Task prompt >> Copy the rows below word for word, everything from the line containing "Task: Where can the group" down to the line containing "[[343, 148]]", with both of those lines included.

□ □ □ □

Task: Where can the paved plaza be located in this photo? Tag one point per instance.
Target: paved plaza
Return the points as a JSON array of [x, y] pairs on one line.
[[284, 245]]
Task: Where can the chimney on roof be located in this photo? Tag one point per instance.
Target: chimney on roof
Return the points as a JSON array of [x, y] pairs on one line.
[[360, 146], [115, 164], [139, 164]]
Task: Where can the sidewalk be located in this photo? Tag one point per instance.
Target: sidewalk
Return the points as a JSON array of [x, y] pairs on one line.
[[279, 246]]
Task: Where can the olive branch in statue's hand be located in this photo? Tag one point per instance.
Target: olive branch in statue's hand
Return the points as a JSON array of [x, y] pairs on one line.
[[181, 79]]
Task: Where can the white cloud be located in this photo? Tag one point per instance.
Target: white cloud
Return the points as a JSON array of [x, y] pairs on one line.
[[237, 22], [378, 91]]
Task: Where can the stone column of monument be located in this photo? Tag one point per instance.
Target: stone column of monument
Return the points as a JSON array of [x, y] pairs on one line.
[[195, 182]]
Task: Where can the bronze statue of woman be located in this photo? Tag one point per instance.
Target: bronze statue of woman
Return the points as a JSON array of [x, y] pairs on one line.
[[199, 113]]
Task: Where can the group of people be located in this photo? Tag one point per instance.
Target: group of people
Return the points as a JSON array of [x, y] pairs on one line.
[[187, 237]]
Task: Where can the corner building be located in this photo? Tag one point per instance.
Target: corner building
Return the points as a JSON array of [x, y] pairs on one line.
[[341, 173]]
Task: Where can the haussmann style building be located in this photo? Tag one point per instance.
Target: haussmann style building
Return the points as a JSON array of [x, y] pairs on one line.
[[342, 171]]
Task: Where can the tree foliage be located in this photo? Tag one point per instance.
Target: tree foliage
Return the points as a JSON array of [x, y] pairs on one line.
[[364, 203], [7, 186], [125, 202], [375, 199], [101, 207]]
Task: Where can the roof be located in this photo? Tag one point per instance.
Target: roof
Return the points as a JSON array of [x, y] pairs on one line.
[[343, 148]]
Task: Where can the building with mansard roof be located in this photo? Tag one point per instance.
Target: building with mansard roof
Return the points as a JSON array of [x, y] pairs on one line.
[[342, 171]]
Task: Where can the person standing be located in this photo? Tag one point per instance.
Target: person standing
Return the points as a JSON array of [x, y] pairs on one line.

□ □ □ □

Exercise response >>
Task: Where can the group of people be located in this photo? Tag one point per instance.
Target: group of people
Return the points as a JSON array of [x, y] pairs on one line.
[[187, 237]]
Task: Where can the corner building be located in this photo? Tag one point per instance.
Target: corner building
Return the points as a JSON array of [x, y] pairs on one line.
[[341, 173]]
Task: Where can the haussmann style building be located in this photo? Tag one point per instance.
Target: haussmann style building
Return the points as a JSON array of [x, y] pairs on one line.
[[342, 171]]
Task: Where can the tree foliage be located in this photo? Tag one point per instance.
Target: tree foliage
Return the points as a JSON array of [x, y] pairs on one line.
[[364, 203], [7, 186], [125, 202], [375, 199], [101, 207]]
Task: Where can the roof be located in this photo? Tag one point per instance.
Target: roof
Return the points as a JSON array of [x, y] pairs on one line.
[[343, 148]]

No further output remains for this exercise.